*Job:* From the excerpt on Node.js Buffers below, list every factor it names as deciding when RSS falls.

*Extract to read:*
________

For this chapter, the lifecycle can stay at a high level. If live JavaScript objects still reference a Buffer or a view into its backing store, the backing bytes must stay alive. After those references are gone, the backing store can be released to the allocator. That does not mean the process immediately returns resident memory to the operating system. Native allocator behavior, pooling, memory pressure, and platform policy decide when RSS falls.

This explains why Buffer exists as a dedicated API rather than as plain arrays of numbers. Node needs a byte container that can cross native I/O boundaries without turning every payload into a string or an array of boxed numeric values. History is the other reason for the name: Buffer predates today's standardized typed-array APIs, and Node still keeps the API because it carries Node-specific allocation, encoding, and binary-reading methods.

Creating Buffers Without Guesswork

Once code has decided that a value should remain bytes, the next question is how those bytes are allocated. The deprecated new Buffer(...) constructor should not appear in modern code. Its overloads are ambiguous, and older numeric-constructor behavior was tied to uninitialized-memory hazards. Use explicit factory methods instead.

Buffer.alloc(size) creates a Buffer of the requested length and fills every byte with zero:

import { Buffer } from "node:buffer";

const buf = Buffer.alloc(10);

console.log(buf);
// -> <Buffer 00 00 00 00 00 00 00 00 00 00>

Zero-filling costs work, but it gives the caller a known starting state. Buffer.allocUnsafe(size) skips that initialization. It may return memory whose contents are unknown until your code overwrites them. Use it only when the next operation writes every byte before any read, log, send, or exception path can observe the contents.

Buffer.from(value) starts from existing data instead of reserving empty space. The important detail is ownership, and that depends on the input type:

const original = Buffer.from("hello");
const copy = Buffer.from(original);

copy[0] = 0x48;

console.log(copy.toString()); // -> "Hello"
console.log(original.toString()); // -> "hello"

Buffer.from(buffer) copies the bytes into new storage, so mutating the copy does not mutate the original.

Buffer.from(arrayBuffer) is different:

const store = new ArrayBuffer(3);
const bytes = new Uint8Array(store);
const buf = Buffer.from(store);

buf[0] = 0x41;
bytes[1] = 0x42;

console.log(buf.toString("utf8")); // -> "AB\u0000"

Here the Buffer and the Uint8Array share the same backing memory. Writes through either view are visible through the other. That behavior is useful when the API contract says ownership is shared, and dangerous when the caller expected a copy.

Reading and Writing Bytes

After a Buffer exists, indexed access follows Uint8Array behavior. Reads return byte values. Writes coerce values into the byte range rather than validating the application's intent.

________

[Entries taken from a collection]
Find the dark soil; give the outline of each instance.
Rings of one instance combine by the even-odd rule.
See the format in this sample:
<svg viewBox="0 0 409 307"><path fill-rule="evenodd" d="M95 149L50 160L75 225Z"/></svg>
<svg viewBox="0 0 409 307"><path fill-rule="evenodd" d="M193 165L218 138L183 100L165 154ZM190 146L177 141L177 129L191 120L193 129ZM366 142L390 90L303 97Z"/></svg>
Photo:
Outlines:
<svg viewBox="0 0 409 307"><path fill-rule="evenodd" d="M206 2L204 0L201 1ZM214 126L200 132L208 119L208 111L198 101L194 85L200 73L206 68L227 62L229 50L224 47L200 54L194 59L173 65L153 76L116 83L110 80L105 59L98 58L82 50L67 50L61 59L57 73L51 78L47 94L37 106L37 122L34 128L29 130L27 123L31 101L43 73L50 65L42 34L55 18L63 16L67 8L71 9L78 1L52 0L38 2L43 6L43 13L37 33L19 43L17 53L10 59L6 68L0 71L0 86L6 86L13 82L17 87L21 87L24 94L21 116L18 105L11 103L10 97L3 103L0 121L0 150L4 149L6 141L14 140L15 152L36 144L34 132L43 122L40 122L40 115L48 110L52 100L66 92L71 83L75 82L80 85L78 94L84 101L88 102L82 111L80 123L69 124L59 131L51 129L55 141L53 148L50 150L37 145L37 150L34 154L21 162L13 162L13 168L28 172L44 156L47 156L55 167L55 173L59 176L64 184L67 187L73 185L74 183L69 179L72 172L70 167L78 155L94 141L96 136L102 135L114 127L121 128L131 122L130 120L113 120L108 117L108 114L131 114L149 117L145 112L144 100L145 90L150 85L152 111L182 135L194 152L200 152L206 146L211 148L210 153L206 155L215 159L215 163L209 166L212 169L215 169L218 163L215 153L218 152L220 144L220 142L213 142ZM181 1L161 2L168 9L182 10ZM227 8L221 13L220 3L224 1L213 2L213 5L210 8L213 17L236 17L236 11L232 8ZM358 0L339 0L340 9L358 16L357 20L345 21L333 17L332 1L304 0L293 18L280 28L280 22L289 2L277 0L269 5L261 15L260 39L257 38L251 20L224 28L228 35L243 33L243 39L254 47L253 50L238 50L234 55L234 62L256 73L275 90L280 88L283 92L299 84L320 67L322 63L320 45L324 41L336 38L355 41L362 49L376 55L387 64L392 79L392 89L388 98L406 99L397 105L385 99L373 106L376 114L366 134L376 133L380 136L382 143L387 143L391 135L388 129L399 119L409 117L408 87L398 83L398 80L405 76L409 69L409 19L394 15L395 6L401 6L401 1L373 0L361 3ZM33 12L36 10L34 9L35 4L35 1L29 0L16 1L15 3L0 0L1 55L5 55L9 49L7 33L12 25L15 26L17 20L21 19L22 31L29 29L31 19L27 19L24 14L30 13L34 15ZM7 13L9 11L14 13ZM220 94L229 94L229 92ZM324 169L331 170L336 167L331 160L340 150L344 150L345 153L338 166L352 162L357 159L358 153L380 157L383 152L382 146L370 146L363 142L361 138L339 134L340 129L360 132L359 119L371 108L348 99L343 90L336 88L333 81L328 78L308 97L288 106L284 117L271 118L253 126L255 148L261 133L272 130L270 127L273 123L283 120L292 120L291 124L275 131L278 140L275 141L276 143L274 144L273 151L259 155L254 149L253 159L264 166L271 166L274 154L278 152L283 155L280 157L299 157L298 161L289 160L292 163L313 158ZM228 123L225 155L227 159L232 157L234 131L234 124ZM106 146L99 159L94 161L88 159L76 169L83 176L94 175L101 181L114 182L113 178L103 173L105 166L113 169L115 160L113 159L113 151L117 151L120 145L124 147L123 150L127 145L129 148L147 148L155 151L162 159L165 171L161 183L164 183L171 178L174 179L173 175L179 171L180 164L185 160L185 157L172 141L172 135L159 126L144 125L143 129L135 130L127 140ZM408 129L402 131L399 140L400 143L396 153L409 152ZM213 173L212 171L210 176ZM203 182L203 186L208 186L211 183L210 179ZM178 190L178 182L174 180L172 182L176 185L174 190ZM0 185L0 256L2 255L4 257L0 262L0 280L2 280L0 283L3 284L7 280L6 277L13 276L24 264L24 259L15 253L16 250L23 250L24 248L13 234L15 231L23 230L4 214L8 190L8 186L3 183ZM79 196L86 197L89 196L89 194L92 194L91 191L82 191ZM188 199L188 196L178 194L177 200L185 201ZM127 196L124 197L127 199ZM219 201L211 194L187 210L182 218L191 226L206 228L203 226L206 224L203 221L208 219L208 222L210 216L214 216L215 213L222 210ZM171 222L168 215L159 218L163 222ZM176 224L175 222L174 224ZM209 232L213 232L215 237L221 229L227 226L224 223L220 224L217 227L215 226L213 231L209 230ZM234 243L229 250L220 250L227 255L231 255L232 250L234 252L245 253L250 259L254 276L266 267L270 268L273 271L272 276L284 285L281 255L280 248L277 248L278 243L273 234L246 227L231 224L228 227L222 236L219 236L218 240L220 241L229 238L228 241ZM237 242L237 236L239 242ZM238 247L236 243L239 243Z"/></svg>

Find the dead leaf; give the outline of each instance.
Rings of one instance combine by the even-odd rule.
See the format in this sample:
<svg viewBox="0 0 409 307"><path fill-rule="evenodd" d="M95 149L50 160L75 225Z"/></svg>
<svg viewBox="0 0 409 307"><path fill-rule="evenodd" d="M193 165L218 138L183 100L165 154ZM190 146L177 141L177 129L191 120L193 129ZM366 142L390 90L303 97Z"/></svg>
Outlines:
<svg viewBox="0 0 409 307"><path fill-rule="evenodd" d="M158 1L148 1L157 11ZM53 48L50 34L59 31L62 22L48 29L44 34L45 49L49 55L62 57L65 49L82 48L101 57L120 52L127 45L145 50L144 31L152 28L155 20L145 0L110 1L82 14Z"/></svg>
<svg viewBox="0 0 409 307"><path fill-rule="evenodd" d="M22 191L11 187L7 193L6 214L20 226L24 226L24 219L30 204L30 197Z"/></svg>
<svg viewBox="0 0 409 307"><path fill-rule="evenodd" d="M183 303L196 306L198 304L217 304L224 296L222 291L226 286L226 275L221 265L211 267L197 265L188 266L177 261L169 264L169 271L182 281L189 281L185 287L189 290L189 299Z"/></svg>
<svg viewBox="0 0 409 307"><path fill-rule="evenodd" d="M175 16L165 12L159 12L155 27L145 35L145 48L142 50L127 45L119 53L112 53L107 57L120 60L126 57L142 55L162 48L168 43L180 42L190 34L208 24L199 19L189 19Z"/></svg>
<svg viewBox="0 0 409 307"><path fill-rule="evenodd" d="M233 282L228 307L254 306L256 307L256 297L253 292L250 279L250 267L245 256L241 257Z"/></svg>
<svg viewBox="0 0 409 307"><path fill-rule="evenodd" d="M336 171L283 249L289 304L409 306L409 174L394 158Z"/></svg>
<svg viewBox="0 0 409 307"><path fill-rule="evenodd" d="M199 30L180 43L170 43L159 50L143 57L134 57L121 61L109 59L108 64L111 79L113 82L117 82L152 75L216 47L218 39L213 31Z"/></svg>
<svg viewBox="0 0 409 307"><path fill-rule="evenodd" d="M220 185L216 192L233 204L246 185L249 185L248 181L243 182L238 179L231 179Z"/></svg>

________

*Task solution:*
- Native allocator behavior
- Pooling
- Memory pressure
- Platform policy